• Your objective
Format every line of the listing below as a JSON list of strings, with one string per line and blank lines omitted.

(Segmentation dataset records)
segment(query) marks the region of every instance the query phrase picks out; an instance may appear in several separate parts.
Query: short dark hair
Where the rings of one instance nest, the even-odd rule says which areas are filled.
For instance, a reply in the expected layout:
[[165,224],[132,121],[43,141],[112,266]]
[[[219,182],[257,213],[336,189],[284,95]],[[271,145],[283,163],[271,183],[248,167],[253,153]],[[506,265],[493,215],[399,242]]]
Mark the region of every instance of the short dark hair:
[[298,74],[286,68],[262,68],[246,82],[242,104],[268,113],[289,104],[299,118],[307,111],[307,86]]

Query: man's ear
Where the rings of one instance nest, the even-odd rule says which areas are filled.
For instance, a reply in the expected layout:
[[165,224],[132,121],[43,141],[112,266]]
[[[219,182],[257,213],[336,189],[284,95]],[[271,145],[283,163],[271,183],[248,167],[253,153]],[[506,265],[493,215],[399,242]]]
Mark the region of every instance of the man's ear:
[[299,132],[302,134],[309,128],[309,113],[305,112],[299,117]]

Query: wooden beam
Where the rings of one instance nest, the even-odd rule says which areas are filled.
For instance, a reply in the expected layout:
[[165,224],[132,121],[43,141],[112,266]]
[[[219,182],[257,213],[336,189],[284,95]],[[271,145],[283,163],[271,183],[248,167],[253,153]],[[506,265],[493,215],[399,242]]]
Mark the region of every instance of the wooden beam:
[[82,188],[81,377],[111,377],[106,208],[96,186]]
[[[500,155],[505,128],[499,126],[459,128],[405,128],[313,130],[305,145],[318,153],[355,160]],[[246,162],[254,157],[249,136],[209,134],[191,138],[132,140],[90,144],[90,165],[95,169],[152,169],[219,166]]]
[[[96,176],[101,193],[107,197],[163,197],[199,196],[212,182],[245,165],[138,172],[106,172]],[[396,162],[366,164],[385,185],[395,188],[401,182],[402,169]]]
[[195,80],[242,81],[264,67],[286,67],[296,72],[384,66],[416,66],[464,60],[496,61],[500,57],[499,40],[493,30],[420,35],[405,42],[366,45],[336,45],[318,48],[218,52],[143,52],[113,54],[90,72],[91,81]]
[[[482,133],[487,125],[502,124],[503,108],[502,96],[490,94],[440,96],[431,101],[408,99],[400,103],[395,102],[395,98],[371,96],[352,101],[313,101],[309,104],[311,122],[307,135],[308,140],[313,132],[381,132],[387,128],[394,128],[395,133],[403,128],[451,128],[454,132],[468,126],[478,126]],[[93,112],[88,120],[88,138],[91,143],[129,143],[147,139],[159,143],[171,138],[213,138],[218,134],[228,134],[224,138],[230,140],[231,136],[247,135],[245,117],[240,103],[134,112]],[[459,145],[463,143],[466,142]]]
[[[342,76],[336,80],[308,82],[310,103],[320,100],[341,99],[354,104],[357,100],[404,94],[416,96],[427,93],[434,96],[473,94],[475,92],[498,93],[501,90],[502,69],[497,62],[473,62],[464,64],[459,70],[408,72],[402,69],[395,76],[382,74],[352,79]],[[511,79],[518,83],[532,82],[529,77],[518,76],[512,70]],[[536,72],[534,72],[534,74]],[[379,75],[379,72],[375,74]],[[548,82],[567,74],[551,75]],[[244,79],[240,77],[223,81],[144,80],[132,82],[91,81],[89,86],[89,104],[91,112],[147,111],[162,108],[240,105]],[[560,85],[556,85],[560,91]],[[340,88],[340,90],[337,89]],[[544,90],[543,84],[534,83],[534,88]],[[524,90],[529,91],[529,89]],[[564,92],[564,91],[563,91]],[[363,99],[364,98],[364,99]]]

• Response to the task
[
  "segment(query) marks the region of every instance the query phrase picks out; an instance may appear in several separate parts.",
  "Query: short dark hair",
  "Where the rings of one instance nest, the even-odd rule says which areas are filled.",
  "For instance, a reply in the expected layout:",
  "[[165,224],[132,121],[43,141],[112,266]]",
  "[[[219,182],[257,213],[336,189],[284,95]],[[271,145],[283,163],[271,183],[248,167],[253,153]],[[506,265],[493,215],[399,242]]]",
  "Mark the region of every instance of the short dark hair:",
  "[[298,74],[286,68],[262,68],[246,82],[242,104],[268,113],[289,104],[299,118],[307,111],[307,86]]",
  "Query: man's ear",
  "Where the rings of one instance nest, the even-odd rule says which areas are filled.",
  "For instance, a reply in the expected layout:",
  "[[165,224],[132,121],[43,141],[112,266]]",
  "[[[219,182],[257,213],[336,189],[284,95]],[[271,145],[283,163],[271,183],[248,167],[253,153]],[[506,265],[493,215],[399,242]]]",
  "Mark the region of every instance of the man's ear:",
  "[[299,132],[302,134],[309,128],[309,113],[305,112],[299,117]]",
  "Query: wooden beam",
  "Where the rings of one instance nest, the even-odd rule says which areas are filled.",
  "For instance, a reply in the expected layout:",
  "[[165,224],[132,121],[43,141],[112,266]]",
  "[[[219,182],[257,213],[336,189],[284,95]],[[271,145],[283,163],[271,183],[248,167],[253,153]],[[506,265],[493,215],[399,242]]]",
  "Mark the region of every instance of the wooden beam:",
  "[[82,188],[81,377],[111,377],[106,208],[96,186]]",
  "[[[500,155],[505,128],[499,126],[459,128],[405,128],[313,130],[305,145],[318,153],[355,160]],[[246,162],[254,157],[249,136],[209,134],[191,138],[132,140],[90,144],[90,165],[95,169],[152,169],[219,166]]]",
  "[[[96,176],[101,193],[107,197],[163,197],[199,196],[212,182],[245,165],[138,172],[106,172]],[[396,162],[366,164],[385,185],[395,188],[401,182],[402,169]]]",
  "[[195,80],[242,81],[264,67],[286,67],[296,72],[384,66],[416,66],[464,60],[496,61],[500,57],[499,40],[493,30],[420,35],[405,42],[366,45],[336,45],[318,48],[218,52],[143,52],[113,54],[90,72],[91,81]]",
  "[[[482,133],[487,125],[502,124],[503,108],[502,96],[490,94],[440,96],[431,101],[408,99],[400,103],[395,102],[395,98],[371,96],[352,101],[313,101],[309,104],[311,122],[307,135],[308,140],[313,132],[381,132],[387,128],[394,128],[395,133],[403,128],[451,128],[454,132],[468,126],[478,126]],[[93,112],[88,120],[88,138],[91,143],[129,143],[147,139],[159,143],[171,138],[213,138],[218,134],[228,134],[224,138],[230,140],[231,136],[247,135],[245,117],[240,103],[134,112]],[[459,145],[463,143],[466,142]]]",
  "[[[342,76],[336,80],[308,82],[310,103],[320,100],[341,99],[354,104],[357,100],[404,94],[416,96],[427,93],[434,96],[473,94],[475,92],[498,93],[501,90],[502,69],[497,62],[473,62],[464,64],[459,70],[408,72],[402,69],[395,76],[382,74],[352,79]],[[511,79],[518,83],[532,82],[529,77],[518,76],[512,70]],[[536,72],[534,72],[534,74]],[[379,75],[379,72],[375,74]],[[548,82],[567,74],[551,75]],[[244,79],[240,77],[223,81],[144,80],[132,82],[91,81],[89,86],[89,104],[91,112],[147,111],[162,108],[240,105]],[[560,85],[556,85],[560,91]],[[340,88],[340,90],[337,89]],[[544,90],[543,84],[534,83],[534,88]],[[524,90],[529,91],[529,89]],[[564,92],[564,91],[563,91]],[[363,99],[364,98],[364,99]]]"
]